The data below should be copied over with complete accuracy.

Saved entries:
* * * * *

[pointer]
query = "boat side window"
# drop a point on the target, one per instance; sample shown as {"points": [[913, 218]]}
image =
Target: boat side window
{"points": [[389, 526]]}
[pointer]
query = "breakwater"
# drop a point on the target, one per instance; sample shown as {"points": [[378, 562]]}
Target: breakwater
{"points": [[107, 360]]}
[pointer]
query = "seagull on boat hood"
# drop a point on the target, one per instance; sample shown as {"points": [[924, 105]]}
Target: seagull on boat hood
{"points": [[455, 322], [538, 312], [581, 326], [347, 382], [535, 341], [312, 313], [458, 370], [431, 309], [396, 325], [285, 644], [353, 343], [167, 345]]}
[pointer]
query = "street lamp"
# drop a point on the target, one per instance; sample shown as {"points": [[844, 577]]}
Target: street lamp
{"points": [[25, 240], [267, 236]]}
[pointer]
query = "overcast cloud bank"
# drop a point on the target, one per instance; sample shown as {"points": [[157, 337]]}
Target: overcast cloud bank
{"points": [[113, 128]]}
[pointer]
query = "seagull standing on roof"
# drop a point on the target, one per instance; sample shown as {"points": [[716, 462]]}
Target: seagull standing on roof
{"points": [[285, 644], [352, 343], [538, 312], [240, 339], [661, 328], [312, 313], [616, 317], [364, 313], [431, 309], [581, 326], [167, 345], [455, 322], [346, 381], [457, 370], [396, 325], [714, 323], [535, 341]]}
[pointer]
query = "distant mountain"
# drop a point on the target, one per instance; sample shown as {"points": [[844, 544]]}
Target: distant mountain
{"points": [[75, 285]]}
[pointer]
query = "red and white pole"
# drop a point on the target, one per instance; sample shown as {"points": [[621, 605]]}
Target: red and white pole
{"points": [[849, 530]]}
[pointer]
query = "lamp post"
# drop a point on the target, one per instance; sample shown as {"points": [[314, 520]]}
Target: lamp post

* * * * *

[Your solution]
[pointer]
query = "boat side window"
# drop a point on the target, one per instance; sample shown as {"points": [[913, 218]]}
image =
Target: boat side window
{"points": [[389, 526]]}
[pointer]
query = "breakwater"
# drop a point on the target, one per instance; sample shown as {"points": [[378, 562]]}
Target: breakwater
{"points": [[107, 360]]}
[pointer]
query = "seagull on boat hood"
# drop a point on the target, one per instance; sample shown as {"points": [[924, 105]]}
Target: seagull on boat hood
{"points": [[455, 322], [538, 312], [581, 326], [347, 382], [535, 341], [312, 313], [458, 370], [431, 309], [396, 325], [285, 644], [353, 343], [167, 345]]}
[pointer]
query = "street lamp"
# drop a point on the target, one per instance; sample shown as {"points": [[844, 577]]}
Target: street lamp
{"points": [[25, 240], [267, 236]]}
[pointer]
query = "overcast cloud bank"
# drop a point on the target, one per instance; sample shown as {"points": [[157, 337]]}
Target: overcast cloud bank
{"points": [[113, 128]]}
[pointer]
query = "seagull standing on roof"
# drop a point on the target, one per instance; sample shown as {"points": [[716, 462]]}
Target: seagull standing on roof
{"points": [[285, 644], [352, 343], [538, 312], [240, 339], [661, 328], [312, 313], [616, 317], [364, 313], [431, 309], [581, 326], [167, 345], [455, 322], [346, 381], [457, 370], [396, 325], [714, 323], [535, 341]]}
[pointer]
query = "distant mountain"
# drop a point on the target, one per instance; sample shown as {"points": [[844, 544]]}
Target: distant mountain
{"points": [[75, 285]]}
[pointer]
query = "red and white pole"
# drop a point on the target, one per instance; sample shown as {"points": [[621, 605]]}
Target: red and white pole
{"points": [[849, 530]]}
[pointer]
query = "lamp post"
# drop a point on the target, one per instance; sample shown as {"points": [[314, 520]]}
Target: lamp post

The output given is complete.